Document excerpt:
[BEGIN]
13-inch-macbook-pro-m2-mock-feature-2.jpg

Apple is working on devices with standard M2 chips, the M2 Pro, the M2 Max, and a successor to the M1 Ultra, with the following machines in the works:
  • A MacBook Air with an M2 chip that features an 8-core CPU and 10-core GPU.
  • A Mac mini with the M2 chip and a variant with the M2 Pro chip.
  • An entry-level 13-inch MacBook Pro with M2 chip.
  • A 14 and 16-inch MacBook Pro models with M2 Pro and M2 Max chips. The M2 Max chip features a 12-core GPU and 38-core GPU, along with 64GB Memory.
  • A Mac Pro that will include a successor to the M1 Ultra used in the Mac Studio.
Apple has also tested an M1 Max version of the Mac mini, but the release of the Mac Studio may make such a machine redundant, so Apple could stick with M2 and M2 Pro chips when the Mac mini eventually sees a refresh.

According to Bloomberg, the internal testing is a "key step" in the development process, and it suggests that the machines could be released in the coming months. We have heard multiple rumors about a new MacBook Air, an updated 13-inch MacBook Pro, a Mac Pro, and a new Mac mini, but this is the first we are hearing of a possible 14 and 16-inch MacBook Pro refresh this year.
[END]
Records shown:
[BEGIN]
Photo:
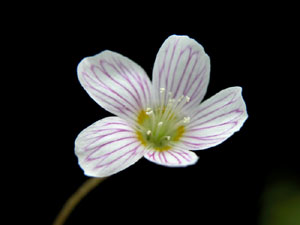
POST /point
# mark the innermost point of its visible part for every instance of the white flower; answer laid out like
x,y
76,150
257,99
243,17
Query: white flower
[END]
Instruction 1:
In the passage on Apple's upcoming M2 Macs, what CPU and GPU core counts does the MacBook Air's M2 chip have?
Instruction 2:
Write a continuation of the passage on Apple's upcoming M2 Macs, starting after its final sentence.
You won't need the material to do this.

Reply 1:
The MacBook Air's M2 chip has an 8-core CPU and a 10-core GPU.

Reply 2:
Prior rumors have suggested that we can expect to see the MacBook Air, low-end MacBook Pro, and Mac mini come out in 2022, and Bloomberg has previously said that at least two Macs will launch mid-year, perhaps at WWDC.

Article Link: Apple Testing at Least Nine New Macs With Four Different M2 Chip Variants
I don't think an M2 chip would make much difference to overall size weight, size, and performance for all the 14 and 16 MacBook pro models (with pro and max) It makes sense to make tests but not risk a complete line for such a thing. I don't even think they could reduce their battery size.
 
I just checked Intel’s roadmap and I’m not sure if Apple can compete with their 13th Gen chips. The current 12th gen Alder Lake chips are already 15-20% faster in single core than the M1 and the 13th gen is going further the lead even more (15% faster than Alder Lake). The M2 will be based on the A15 and that chip was only 10% faster than the A14.

I know, Intel chips use way more power but Apple needs to keep up in single core. Most of the tasks day to day is still single core, like browsing the web.
 
I just checked Intel’s roadmap and I’m not sure if Apple can compete with their 13th Gen chips. The current 12th gen Alder Lake chips are already 15-20% faster in single core than the M1 and the 13th gen is going to be 15% faster than Alder Lake. The M2 will be based on the A15 and that was only 10% faster than the A14 single core.

I know, Intel chips use way more power but Apple needs to keep up in single core. Most of the tasks day to day is still single core, like browsing the web.
Intel's products and Intel's roadmap haven't always been the same thing.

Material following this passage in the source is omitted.